*** Begin section ***
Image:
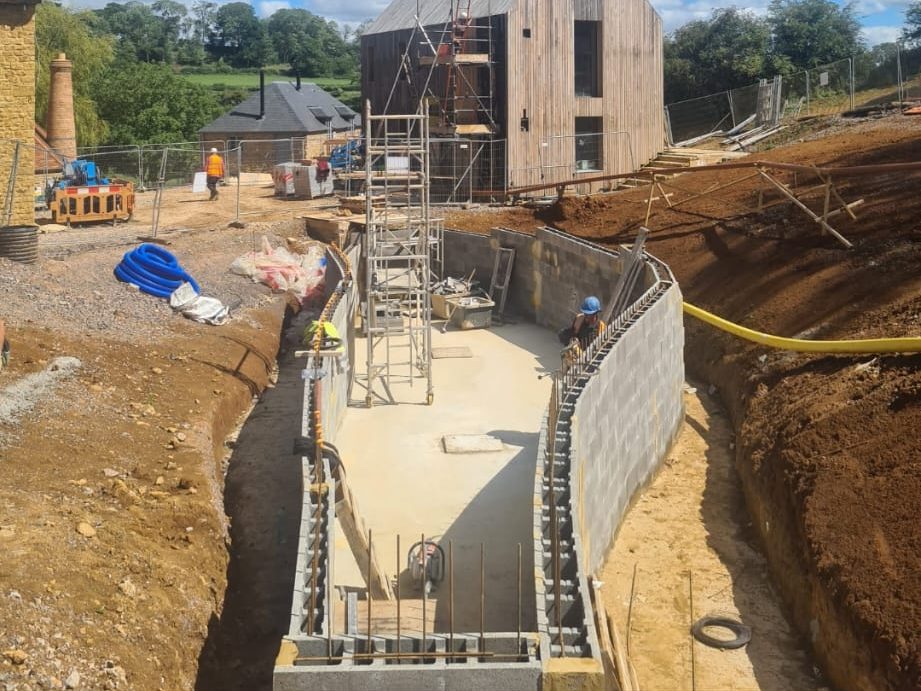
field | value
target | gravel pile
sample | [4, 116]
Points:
[73, 289]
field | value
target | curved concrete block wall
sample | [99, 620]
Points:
[616, 421]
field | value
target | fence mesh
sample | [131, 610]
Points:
[466, 170]
[864, 80]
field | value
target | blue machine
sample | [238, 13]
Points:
[80, 173]
[347, 155]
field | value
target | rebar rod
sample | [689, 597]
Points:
[370, 596]
[423, 590]
[518, 583]
[482, 644]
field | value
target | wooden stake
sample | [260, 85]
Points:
[786, 191]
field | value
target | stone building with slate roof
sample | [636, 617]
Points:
[282, 122]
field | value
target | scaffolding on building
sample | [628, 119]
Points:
[462, 61]
[402, 248]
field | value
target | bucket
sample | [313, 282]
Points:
[19, 243]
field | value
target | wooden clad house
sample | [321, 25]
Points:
[542, 90]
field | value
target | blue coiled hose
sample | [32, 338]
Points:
[153, 270]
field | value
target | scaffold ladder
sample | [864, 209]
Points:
[398, 245]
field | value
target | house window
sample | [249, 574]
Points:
[589, 144]
[587, 53]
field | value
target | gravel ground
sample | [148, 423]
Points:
[73, 286]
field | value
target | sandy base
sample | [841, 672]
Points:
[690, 527]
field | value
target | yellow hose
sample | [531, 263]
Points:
[870, 345]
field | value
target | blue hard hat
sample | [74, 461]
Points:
[591, 305]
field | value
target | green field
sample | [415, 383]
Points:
[242, 80]
[232, 85]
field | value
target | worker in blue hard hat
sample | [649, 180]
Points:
[586, 326]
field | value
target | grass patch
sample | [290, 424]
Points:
[251, 81]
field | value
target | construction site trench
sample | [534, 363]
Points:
[823, 446]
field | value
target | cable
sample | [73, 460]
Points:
[153, 270]
[871, 345]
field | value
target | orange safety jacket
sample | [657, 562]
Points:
[215, 167]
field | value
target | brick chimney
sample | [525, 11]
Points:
[62, 133]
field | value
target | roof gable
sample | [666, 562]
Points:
[287, 109]
[401, 14]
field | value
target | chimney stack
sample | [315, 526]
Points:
[261, 94]
[62, 132]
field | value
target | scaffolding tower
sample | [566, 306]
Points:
[461, 60]
[402, 249]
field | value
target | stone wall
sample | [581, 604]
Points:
[552, 273]
[625, 421]
[17, 105]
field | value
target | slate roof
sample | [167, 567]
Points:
[306, 111]
[401, 14]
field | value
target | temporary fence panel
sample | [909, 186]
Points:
[697, 117]
[876, 81]
[465, 170]
[830, 88]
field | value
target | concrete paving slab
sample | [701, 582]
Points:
[471, 443]
[451, 351]
[406, 485]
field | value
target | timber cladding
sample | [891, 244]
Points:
[550, 131]
[17, 106]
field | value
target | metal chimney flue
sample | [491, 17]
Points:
[261, 94]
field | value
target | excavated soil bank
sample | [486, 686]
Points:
[112, 521]
[827, 446]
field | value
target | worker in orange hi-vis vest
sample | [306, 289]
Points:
[214, 172]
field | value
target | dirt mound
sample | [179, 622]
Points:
[112, 526]
[827, 446]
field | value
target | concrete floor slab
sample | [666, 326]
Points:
[406, 485]
[471, 443]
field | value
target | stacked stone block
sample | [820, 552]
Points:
[17, 105]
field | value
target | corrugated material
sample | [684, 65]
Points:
[286, 110]
[401, 14]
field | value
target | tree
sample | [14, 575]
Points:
[204, 14]
[728, 50]
[911, 32]
[814, 32]
[59, 30]
[146, 103]
[141, 34]
[310, 44]
[239, 37]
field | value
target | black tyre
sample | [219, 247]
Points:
[743, 634]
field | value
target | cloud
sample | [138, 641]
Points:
[875, 35]
[677, 13]
[267, 8]
[347, 12]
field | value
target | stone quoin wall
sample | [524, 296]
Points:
[17, 105]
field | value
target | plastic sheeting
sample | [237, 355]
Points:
[283, 270]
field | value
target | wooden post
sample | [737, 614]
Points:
[652, 189]
[786, 191]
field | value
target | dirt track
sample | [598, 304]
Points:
[827, 450]
[828, 446]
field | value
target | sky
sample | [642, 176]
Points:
[881, 19]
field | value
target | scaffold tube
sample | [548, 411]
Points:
[871, 345]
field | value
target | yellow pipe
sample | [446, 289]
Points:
[870, 345]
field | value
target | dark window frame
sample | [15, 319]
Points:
[587, 58]
[589, 144]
*** End section ***
> **Assignment**: Repeat each entry precisely as it appears. Leave the pictures out.

> **The answer**:
Image:
field | value
target | gravel pile
sample | [4, 116]
Points:
[73, 289]
field | value
target | curved concrete block wall
sample | [99, 620]
Points:
[616, 421]
field | value
target | fence mesh
sample | [131, 610]
Points:
[466, 170]
[864, 80]
field | value
target | blue machine
sample | [238, 13]
Points:
[80, 173]
[347, 155]
field | value
target | rebar rod
sample | [689, 597]
Points:
[370, 596]
[423, 590]
[518, 583]
[482, 644]
field | value
target | wooden stake
sample | [260, 85]
Points:
[786, 191]
field | value
target | stone building with slate roof
sample | [636, 617]
Points:
[282, 122]
field | value
target | scaffolding on building
sample | [628, 119]
Points:
[462, 61]
[402, 248]
field | value
target | bucket
sample | [313, 282]
Points:
[19, 243]
field | value
target | wooden clad house
sample | [321, 25]
Points:
[542, 90]
field | value
target | blue coiled hose
sample | [32, 338]
Points:
[153, 270]
field | value
target | scaffold ladder
sample | [864, 209]
Points:
[398, 245]
field | value
target | house window
sample | [249, 574]
Points:
[589, 144]
[587, 53]
field | value
target | gravel ground
sample | [148, 423]
Points:
[73, 286]
field | value
target | sandy base
sample | [841, 672]
Points:
[690, 527]
field | value
target | yellow hose
sample | [531, 263]
Points:
[870, 345]
field | value
target | blue hard hat
sample | [74, 461]
Points:
[591, 305]
field | value
target | green field
sample | [415, 383]
Points:
[242, 80]
[232, 85]
field | value
target | worker in blue hard hat
sample | [649, 180]
Points:
[586, 326]
field | value
target | grass patch
sample | [290, 424]
Points:
[251, 81]
field | value
target | construction site trench
sample | [534, 363]
Points:
[823, 446]
field | value
target | cable
sample | [73, 460]
Points:
[153, 270]
[871, 345]
field | value
target | orange safety jacket
sample | [657, 562]
Points:
[215, 167]
field | value
target | brick chimney
sample | [525, 11]
Points:
[62, 133]
field | value
target | roof gable
sample | [666, 562]
Points:
[287, 109]
[401, 14]
field | value
target | chimney stack
sample | [315, 526]
Points:
[261, 94]
[62, 132]
field | value
target | scaffolding tower
sample | [566, 306]
Points:
[461, 60]
[402, 249]
field | value
target | stone wall
sample | [581, 604]
Points:
[552, 273]
[625, 421]
[17, 105]
field | value
target | slate roof
sample | [167, 567]
Points:
[306, 111]
[401, 14]
field | value
target | temporary fence panel
sample | [909, 186]
Points:
[697, 117]
[876, 81]
[465, 170]
[830, 88]
field | value
target | concrete paving slab
sample | [701, 582]
Points:
[471, 443]
[451, 351]
[406, 485]
field | value
target | timber cladding
sample | [891, 244]
Points:
[550, 131]
[17, 106]
field | value
target | metal chimney flue
sample | [491, 17]
Points:
[261, 94]
field | value
target | excavated soil bank
sample | [486, 686]
Points:
[112, 521]
[827, 446]
field | value
target | worker in orange hi-vis vest
sample | [306, 289]
Points:
[214, 172]
field | value
target | dirt mound
sample | [179, 622]
Points:
[112, 526]
[827, 446]
field | value
target | concrete floor slab
sample | [666, 326]
Points:
[406, 485]
[471, 443]
field | value
target | stacked stone block
sample | [820, 552]
Points:
[17, 105]
field | value
target | corrugated material
sample | [684, 65]
Points:
[286, 110]
[401, 14]
field | value
target | tree
sample | [14, 575]
Points:
[204, 14]
[728, 50]
[911, 32]
[814, 32]
[59, 30]
[146, 103]
[141, 34]
[310, 44]
[239, 37]
field | value
target | black tyre
sample | [219, 247]
Points:
[743, 634]
field | value
target | cloud
sample | [138, 641]
Points:
[875, 35]
[677, 13]
[267, 8]
[347, 12]
field | value
target | stone quoin wall
sample | [524, 296]
Points:
[17, 105]
field | value
target | plastic sheeting
sample | [237, 355]
Points:
[283, 270]
field | value
target | wooden post
sample | [737, 614]
Points:
[652, 189]
[786, 191]
field | value
target | dirt track
sample | [598, 304]
Points:
[827, 450]
[828, 446]
field | value
target | sky
sample | [642, 176]
Points:
[881, 19]
field | value
target | scaffold tube
sample | [548, 411]
Points:
[871, 345]
field | value
target | yellow pipe
sample | [446, 289]
Points:
[870, 345]
field | value
target | dark window frame
sample | [15, 319]
Points:
[587, 58]
[589, 144]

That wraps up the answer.